» **DOCUMENT TEXT**:
# # # #

Just the Facts?: The Swastika Forest -- Is Nessie a Geological Anomaly? -- Thomas Edison's ‘Spirit Machine'



The Swastika Forest

Over 20 years ago, a landscaper in eastern Germany discovered a formation of trees in a forest in the shape of a swastika. Since then, a number of other forest swastikas have been found in Germany and beyond, but the mystery of their origins persist.

Blame it on the larches. Brandenburg native Günter Reschke was the first one to notice their unique formation, according to a 2002 article in the Süddeutsche Zeitung newspaper. To be more precise, however, it was the new intern at Reschke's landscaping company, Ökoland Dederow, who discovered the trees in 1992 as he was completing a typically thankless intern task: searching aerial photographs for irrigation lines.

# # # #

(Stored records)
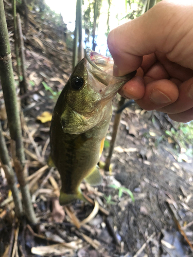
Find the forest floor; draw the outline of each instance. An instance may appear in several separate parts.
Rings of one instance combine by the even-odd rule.
[[[18,81],[11,5],[5,3]],[[61,28],[49,17],[44,17],[43,22],[41,17],[39,13],[29,12],[24,37],[29,94],[27,105],[22,108],[28,181],[38,224],[15,218],[1,167],[0,257],[193,256],[193,159],[182,154],[185,151],[179,137],[166,134],[178,125],[164,114],[146,112],[135,103],[125,109],[112,159],[112,174],[101,170],[103,180],[97,187],[84,182],[81,185],[94,200],[94,206],[79,201],[70,207],[59,205],[60,176],[47,165],[49,131],[58,92],[72,72],[73,54],[60,38]],[[0,94],[1,120],[9,148],[2,91]],[[118,100],[117,97],[113,100],[103,161],[108,153]],[[128,189],[133,194],[134,203]]]

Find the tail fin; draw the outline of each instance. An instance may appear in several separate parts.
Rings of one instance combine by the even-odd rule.
[[[80,189],[78,190],[77,194],[66,194],[62,191],[60,191],[59,197],[59,203],[60,205],[65,205],[71,204],[73,201],[77,199],[90,204],[82,194]]]

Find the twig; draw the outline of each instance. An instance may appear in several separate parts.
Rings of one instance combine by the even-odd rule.
[[[38,170],[37,171],[36,171],[34,173],[33,173],[31,176],[29,176],[26,179],[26,181],[29,182],[29,181],[33,179],[34,178],[37,177],[37,176],[39,175],[39,174],[40,173],[41,174],[43,174],[43,173],[44,172],[44,171],[47,170],[47,169],[48,169],[49,167],[48,165],[45,165],[43,167],[41,168],[39,170]]]
[[[48,137],[48,138],[47,139],[46,142],[45,143],[44,148],[43,148],[43,150],[42,150],[42,158],[43,160],[45,159],[45,154],[46,153],[46,151],[47,146],[49,144],[49,137]]]
[[[127,238],[126,237],[126,233],[125,233],[125,229],[124,228],[124,227],[122,227],[122,223],[120,221],[120,218],[119,218],[119,215],[118,215],[118,214],[117,213],[117,212],[116,211],[115,208],[113,207],[113,206],[111,206],[111,207],[112,208],[114,213],[115,213],[116,214],[116,216],[117,217],[117,218],[118,219],[118,221],[119,222],[119,224],[120,224],[120,227],[121,228],[121,230],[122,230],[122,234],[124,235],[124,238],[125,238],[125,241],[126,243],[126,244],[127,244],[127,247],[128,248],[128,250],[129,251],[130,250],[130,247],[129,247],[129,244],[128,242],[128,240],[127,240]]]
[[[20,45],[20,56],[21,60],[21,68],[23,76],[23,80],[20,83],[20,94],[24,95],[26,94],[28,88],[28,84],[27,82],[27,75],[25,68],[25,58],[24,53],[24,44],[23,38],[22,23],[21,22],[20,16],[19,13],[16,16],[17,25],[17,34],[19,37],[19,42]],[[25,103],[26,104],[26,99],[25,99]]]
[[[20,222],[18,222],[18,224],[17,224],[17,229],[16,230],[16,232],[15,232],[15,241],[14,241],[14,243],[13,249],[13,251],[12,251],[12,257],[14,257],[14,256],[15,253],[16,249],[16,247],[17,246],[17,238],[18,238],[19,231],[20,230]]]
[[[43,158],[40,155],[40,151],[37,147],[37,143],[34,141],[33,137],[31,136],[31,134],[29,131],[28,128],[27,127],[27,125],[25,124],[24,124],[23,127],[24,127],[24,129],[25,130],[25,131],[26,131],[26,133],[27,134],[27,135],[28,136],[29,140],[31,141],[31,143],[34,148],[36,155],[38,157],[38,160],[40,161],[40,162],[43,162]]]
[[[14,26],[14,46],[16,54],[16,60],[17,61],[17,73],[19,80],[20,80],[20,60],[19,57],[19,43],[18,43],[18,35],[16,24],[16,0],[12,0],[12,8],[13,8],[13,26]]]
[[[117,108],[119,109],[120,107],[124,104],[125,98],[121,97],[120,100],[119,100]],[[113,132],[112,135],[112,139],[110,142],[110,146],[109,147],[109,155],[106,159],[104,170],[106,171],[109,171],[109,167],[111,163],[111,160],[112,156],[113,155],[114,146],[115,143],[116,137],[117,134],[118,128],[120,123],[120,118],[121,116],[121,113],[116,113],[115,114],[115,119],[113,123]]]
[[[29,183],[29,188],[31,191],[31,189],[32,188],[32,187],[33,187],[33,186],[36,184],[36,183],[40,179],[40,178],[41,178],[41,177],[42,176],[43,173],[44,172],[44,171],[47,170],[47,168],[46,168],[46,169],[42,169],[43,170],[43,171],[41,171],[41,172],[39,172],[38,173],[38,174],[34,178],[34,179],[33,180],[32,180],[30,183]],[[42,183],[43,183],[44,181],[45,181],[45,182],[44,182],[45,183],[47,182],[47,180],[48,179],[48,177],[47,177],[47,176],[49,175],[50,176],[50,171],[51,171],[51,170],[49,171],[49,173],[48,173],[48,174],[46,176],[46,177],[44,178],[44,179],[43,180],[42,183],[42,185],[40,186],[40,187],[39,187],[38,188],[38,189],[36,191],[36,192],[38,190],[39,190],[40,188],[42,188],[43,186],[44,185],[44,184],[42,186]],[[33,194],[35,194],[36,192],[34,192],[33,193]]]
[[[120,242],[117,238],[117,237],[115,234],[115,231],[114,231],[113,226],[112,226],[111,224],[111,222],[109,221],[109,219],[108,217],[106,218],[106,225],[107,225],[107,228],[109,231],[109,232],[110,234],[112,236],[114,243],[117,245],[120,246]]]
[[[9,249],[8,253],[7,254],[7,257],[10,257],[11,255],[12,248],[13,247],[13,244],[14,235],[15,234],[15,220],[14,219],[12,224],[11,239],[9,243]]]
[[[7,182],[11,190],[15,208],[15,213],[17,217],[23,215],[22,201],[20,197],[19,191],[16,186],[16,181],[14,171],[10,164],[8,151],[5,138],[2,134],[2,127],[0,122],[0,158],[4,170]]]
[[[134,209],[134,208],[133,207],[133,206],[132,206],[131,207],[131,210],[133,212],[133,213],[134,214],[134,215],[135,215],[135,217],[136,219],[137,219],[137,214],[135,211],[135,210]],[[146,237],[145,236],[145,234],[144,234],[144,233],[143,231],[143,229],[142,229],[142,226],[141,226],[141,224],[140,224],[140,222],[136,222],[136,224],[138,226],[138,227],[141,232],[141,233],[142,234],[142,235],[143,235],[143,237],[144,237],[144,240],[146,243],[146,245],[147,246],[148,246],[148,250],[149,251],[149,252],[150,252],[150,254],[151,256],[151,257],[153,256],[153,253],[152,253],[152,251],[151,250],[151,247],[149,245],[149,244],[148,244],[148,243],[147,242],[147,241],[146,240]]]
[[[89,201],[89,203],[91,204],[92,205],[95,205],[95,202],[92,199],[89,197],[89,196],[86,195],[85,194],[83,194],[83,195],[84,196],[84,197],[85,198],[85,199]],[[104,209],[103,208],[102,208],[100,205],[99,205],[99,211],[101,212],[102,212],[103,214],[104,214],[106,216],[109,216],[109,212],[107,210],[106,210],[105,209]]]

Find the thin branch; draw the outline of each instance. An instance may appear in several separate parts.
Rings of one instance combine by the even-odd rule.
[[[17,13],[16,16],[17,25],[17,34],[19,37],[19,42],[20,46],[20,56],[21,60],[21,68],[23,76],[23,80],[20,83],[20,94],[25,95],[27,93],[28,84],[27,82],[27,75],[25,68],[25,57],[24,53],[24,44],[23,38],[22,23],[21,22],[20,16]],[[25,103],[26,104],[26,98],[25,99]]]
[[[17,217],[23,215],[22,201],[20,197],[19,191],[16,186],[16,181],[14,171],[10,164],[8,151],[5,138],[2,134],[2,127],[0,122],[0,158],[4,170],[7,182],[11,190],[15,208],[15,213]]]
[[[121,97],[118,104],[118,109],[124,104],[125,98]],[[116,113],[115,117],[115,119],[113,123],[113,133],[112,135],[112,139],[110,142],[110,146],[109,148],[109,155],[107,157],[105,163],[104,170],[109,171],[109,166],[111,163],[112,156],[113,155],[114,146],[115,143],[116,137],[117,136],[118,126],[120,123],[121,113]]]
[[[13,28],[14,28],[14,44],[15,46],[15,50],[16,54],[16,60],[17,61],[17,73],[18,79],[20,80],[20,59],[19,57],[19,41],[18,35],[17,30],[16,24],[16,0],[12,0],[12,9],[13,9]]]
[[[37,219],[25,178],[25,158],[20,117],[16,97],[15,87],[11,63],[11,50],[5,14],[3,0],[0,0],[0,78],[4,94],[8,125],[12,139],[14,168],[20,184],[26,216],[30,222]]]

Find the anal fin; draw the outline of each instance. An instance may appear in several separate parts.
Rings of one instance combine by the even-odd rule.
[[[99,172],[99,167],[97,165],[91,172],[84,178],[86,182],[91,186],[98,186],[102,181],[102,177]]]
[[[65,205],[71,204],[77,199],[86,201],[90,204],[90,203],[83,195],[80,188],[78,188],[78,192],[76,194],[66,194],[62,191],[60,191],[59,197],[59,203],[60,205]]]
[[[50,167],[54,167],[54,168],[55,168],[55,165],[54,163],[54,161],[52,159],[52,158],[51,157],[51,155],[50,155],[49,156],[49,158],[48,158],[48,160],[47,161],[47,164],[48,165],[48,166],[49,166]]]

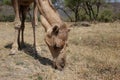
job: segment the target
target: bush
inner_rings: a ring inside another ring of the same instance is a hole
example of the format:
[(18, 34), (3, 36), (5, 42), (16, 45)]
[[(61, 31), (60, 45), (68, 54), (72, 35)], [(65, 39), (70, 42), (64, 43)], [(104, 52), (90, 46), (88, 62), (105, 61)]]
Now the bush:
[(109, 9), (103, 10), (103, 11), (99, 14), (98, 20), (99, 20), (99, 21), (102, 21), (102, 22), (113, 21), (113, 13), (112, 13), (112, 11), (109, 10)]
[(10, 1), (10, 0), (3, 0), (2, 3), (3, 3), (3, 4), (6, 4), (6, 5), (11, 5), (11, 1)]

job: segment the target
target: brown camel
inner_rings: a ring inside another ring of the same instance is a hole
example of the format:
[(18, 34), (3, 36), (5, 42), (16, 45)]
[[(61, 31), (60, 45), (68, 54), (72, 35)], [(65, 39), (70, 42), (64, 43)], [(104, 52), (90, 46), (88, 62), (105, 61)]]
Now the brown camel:
[[(25, 28), (25, 19), (26, 14), (29, 11), (29, 7), (34, 0), (11, 0), (12, 5), (15, 11), (15, 41), (12, 46), (12, 54), (15, 54), (18, 49), (21, 49), (24, 46), (24, 28)], [(33, 27), (33, 35), (34, 35), (34, 48), (36, 51), (36, 40), (35, 40), (35, 25), (37, 25), (37, 7), (34, 3), (34, 11), (33, 11), (33, 20), (32, 20), (32, 27)], [(20, 37), (21, 36), (21, 37)], [(21, 38), (21, 42), (20, 42)]]
[(35, 1), (41, 13), (41, 24), (46, 31), (45, 42), (53, 56), (53, 66), (62, 70), (66, 64), (65, 48), (69, 29), (54, 9), (51, 0)]

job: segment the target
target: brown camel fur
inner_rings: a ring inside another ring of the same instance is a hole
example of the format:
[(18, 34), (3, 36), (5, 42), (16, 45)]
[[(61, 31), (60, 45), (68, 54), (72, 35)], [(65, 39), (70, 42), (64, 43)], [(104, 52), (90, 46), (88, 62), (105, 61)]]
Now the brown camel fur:
[[(26, 14), (29, 11), (29, 7), (34, 0), (11, 0), (12, 5), (15, 11), (15, 41), (12, 46), (12, 54), (15, 54), (18, 49), (21, 49), (24, 46), (24, 28), (25, 28), (25, 19)], [(34, 48), (36, 50), (36, 40), (35, 40), (35, 25), (37, 25), (37, 7), (34, 3), (34, 11), (33, 11), (33, 20), (32, 20), (32, 27), (33, 27), (33, 35), (34, 35)], [(20, 37), (21, 36), (21, 37)], [(21, 42), (20, 42), (21, 38)]]
[(54, 9), (51, 0), (35, 1), (41, 13), (41, 24), (46, 31), (45, 42), (53, 56), (53, 66), (62, 70), (66, 64), (65, 48), (69, 29)]

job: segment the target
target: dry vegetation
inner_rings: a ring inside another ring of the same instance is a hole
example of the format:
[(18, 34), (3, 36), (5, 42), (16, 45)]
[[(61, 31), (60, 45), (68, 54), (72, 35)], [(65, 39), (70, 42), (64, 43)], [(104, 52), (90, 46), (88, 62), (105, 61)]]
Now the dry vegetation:
[(14, 40), (13, 23), (0, 22), (0, 80), (119, 80), (120, 23), (73, 26), (63, 71), (51, 67), (52, 56), (44, 43), (44, 29), (37, 27), (39, 58), (32, 56), (32, 27), (26, 23), (26, 47), (9, 55)]

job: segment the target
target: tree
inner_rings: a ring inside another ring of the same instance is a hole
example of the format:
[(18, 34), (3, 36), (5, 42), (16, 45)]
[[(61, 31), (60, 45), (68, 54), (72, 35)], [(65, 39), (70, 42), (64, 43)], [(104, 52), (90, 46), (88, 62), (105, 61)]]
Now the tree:
[(82, 8), (90, 20), (96, 20), (103, 0), (82, 0)]
[(65, 0), (65, 6), (74, 12), (75, 22), (79, 20), (79, 10), (82, 0)]

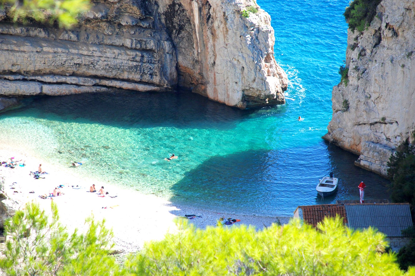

# # # #

» **EXERCISE REQUIREMENTS**:
1 > Please write out the part of the Swastika Forest article starting at "Blame it on" and ending at "for irrigation lines.".
2 > Name every story listed in the title line at the top of the Swastika Forest article.
3 > Proceed with the Swastika Forest article from the point where it stops.

» **ACTIVITY ANSWERS**:
1 >
Blame it on the larches. Brandenburg native Günter Reschke was the first one to notice their unique formation, according to a 2002 article in the Süddeutsche Zeitung newspaper. To be more precise, however, it was the new intern at Reschke's landscaping company, Ökoland Dederow, who discovered the trees in 1992 as he was completing a typically thankless intern task: searching aerial photographs for irrigation lines.

2 >
The Swastika Forest
Is Nessie a Geological Anomaly?
Thomas Edison's ‘Spirit Machine'

3 >
Instead, he found a small group of 140 larches standing in the middle of dense forest, surrounded by hundreds of other trees. But there was a crucial difference: all the others were pine trees. The larches, unlike the pines, changed color in the fall, first to yellow, then brown. And when they were seen from a certain height, it wasn't difficult to recognize the pattern they formed. It was quite striking, in fact.

As he was dutifully accomplishing the task he had been given, the intern suddenly stopped and stared, dumbfounded, at the picture in his hand. It was an aerial view of Kutzerower Heath at Zernikow -- photo number 106/88. He showed it to Reschke: "Do you see what this is?" But the 60-by-60 meter (200-by-200 foot) design that stood out sharply from the forest was obvious to all: a swastika.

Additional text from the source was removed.